● **What you are asked to do**
Transcribe all of the records word for word, but omit the pictures.

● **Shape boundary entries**
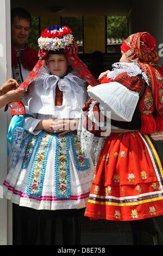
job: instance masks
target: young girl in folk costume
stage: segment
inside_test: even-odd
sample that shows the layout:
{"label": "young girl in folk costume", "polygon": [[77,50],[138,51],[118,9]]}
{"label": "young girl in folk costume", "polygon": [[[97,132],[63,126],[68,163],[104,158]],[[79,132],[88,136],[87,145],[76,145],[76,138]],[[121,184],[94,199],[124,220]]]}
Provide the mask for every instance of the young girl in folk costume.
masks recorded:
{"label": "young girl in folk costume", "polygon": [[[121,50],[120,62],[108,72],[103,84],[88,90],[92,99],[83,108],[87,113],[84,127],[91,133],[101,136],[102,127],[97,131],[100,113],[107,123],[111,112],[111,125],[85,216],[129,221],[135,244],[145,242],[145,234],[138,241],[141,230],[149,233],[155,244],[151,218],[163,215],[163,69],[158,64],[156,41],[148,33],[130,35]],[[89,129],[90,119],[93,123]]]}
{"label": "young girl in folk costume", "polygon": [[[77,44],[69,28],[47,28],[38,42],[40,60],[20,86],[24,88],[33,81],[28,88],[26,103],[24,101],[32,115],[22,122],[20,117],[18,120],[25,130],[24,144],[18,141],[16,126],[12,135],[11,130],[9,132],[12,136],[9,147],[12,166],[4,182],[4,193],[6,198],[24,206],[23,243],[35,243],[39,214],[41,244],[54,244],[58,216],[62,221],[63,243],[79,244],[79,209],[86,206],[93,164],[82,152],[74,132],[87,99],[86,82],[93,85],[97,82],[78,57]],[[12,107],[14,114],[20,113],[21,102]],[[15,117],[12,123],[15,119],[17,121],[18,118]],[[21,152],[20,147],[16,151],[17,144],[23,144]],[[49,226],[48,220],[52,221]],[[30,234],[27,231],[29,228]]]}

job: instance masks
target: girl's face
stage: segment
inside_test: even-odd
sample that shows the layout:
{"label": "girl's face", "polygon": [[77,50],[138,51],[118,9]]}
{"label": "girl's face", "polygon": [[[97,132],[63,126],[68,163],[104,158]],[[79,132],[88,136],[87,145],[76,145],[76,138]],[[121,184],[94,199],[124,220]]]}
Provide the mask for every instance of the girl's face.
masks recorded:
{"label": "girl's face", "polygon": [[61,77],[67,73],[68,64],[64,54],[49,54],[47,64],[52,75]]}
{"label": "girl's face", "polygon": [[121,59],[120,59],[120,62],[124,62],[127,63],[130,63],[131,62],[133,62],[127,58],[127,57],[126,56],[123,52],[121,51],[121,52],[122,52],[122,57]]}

● **Solution to the problem**
job: instance masks
target: young girl in folk costume
stage: segment
inside_test: even-odd
sample that shows the layout:
{"label": "young girl in folk costume", "polygon": [[77,50],[138,51],[118,9]]}
{"label": "young girl in folk costume", "polygon": [[[97,132],[63,126],[68,163],[104,158]],[[79,132],[88,136],[87,145],[76,145],[76,138]],[[121,184],[94,199],[124,220]]]}
Provide the mask for every instance of the young girl in folk costume.
masks recorded:
{"label": "young girl in folk costume", "polygon": [[[121,50],[120,62],[108,72],[103,84],[88,90],[92,99],[83,108],[87,113],[84,127],[91,133],[101,136],[102,127],[97,131],[100,113],[107,123],[111,112],[111,125],[85,216],[129,221],[135,244],[145,242],[145,234],[138,241],[141,230],[149,233],[155,244],[151,218],[163,215],[163,69],[158,64],[156,41],[148,33],[130,35]],[[89,129],[90,119],[93,123]]]}
{"label": "young girl in folk costume", "polygon": [[[77,44],[69,28],[47,28],[38,42],[40,60],[20,86],[24,88],[33,81],[28,88],[26,103],[24,101],[32,115],[22,122],[20,117],[18,120],[25,130],[24,144],[18,141],[16,126],[12,135],[11,130],[9,132],[12,136],[9,147],[12,166],[4,182],[4,193],[6,198],[24,206],[23,243],[35,243],[39,214],[41,244],[54,244],[58,216],[62,221],[63,243],[79,244],[79,209],[86,206],[93,164],[82,152],[74,132],[87,99],[86,82],[93,85],[97,82],[78,57]],[[12,107],[14,114],[20,113],[21,102]],[[15,117],[12,123],[15,119],[17,121],[18,118]],[[21,152],[20,147],[16,151],[17,144],[23,144]],[[49,226],[48,220],[52,221]],[[30,234],[27,231],[29,228]]]}

job: instance masks
target: girl's face
stage: segment
inside_test: even-odd
sample that shows the layout:
{"label": "girl's face", "polygon": [[77,50],[138,51],[118,9]]}
{"label": "girl's face", "polygon": [[[97,132],[63,126],[68,163],[104,158]],[[79,132],[88,136],[87,145],[76,145],[76,138]],[[121,184],[94,199],[124,220]]]}
Provide the mask for every instance of the girl's face.
masks recorded:
{"label": "girl's face", "polygon": [[61,77],[67,73],[68,64],[64,54],[49,54],[47,64],[52,75]]}
{"label": "girl's face", "polygon": [[121,59],[120,59],[120,62],[124,62],[127,63],[130,63],[131,62],[133,62],[127,58],[127,57],[126,56],[123,52],[121,51],[121,52],[122,52],[122,57]]}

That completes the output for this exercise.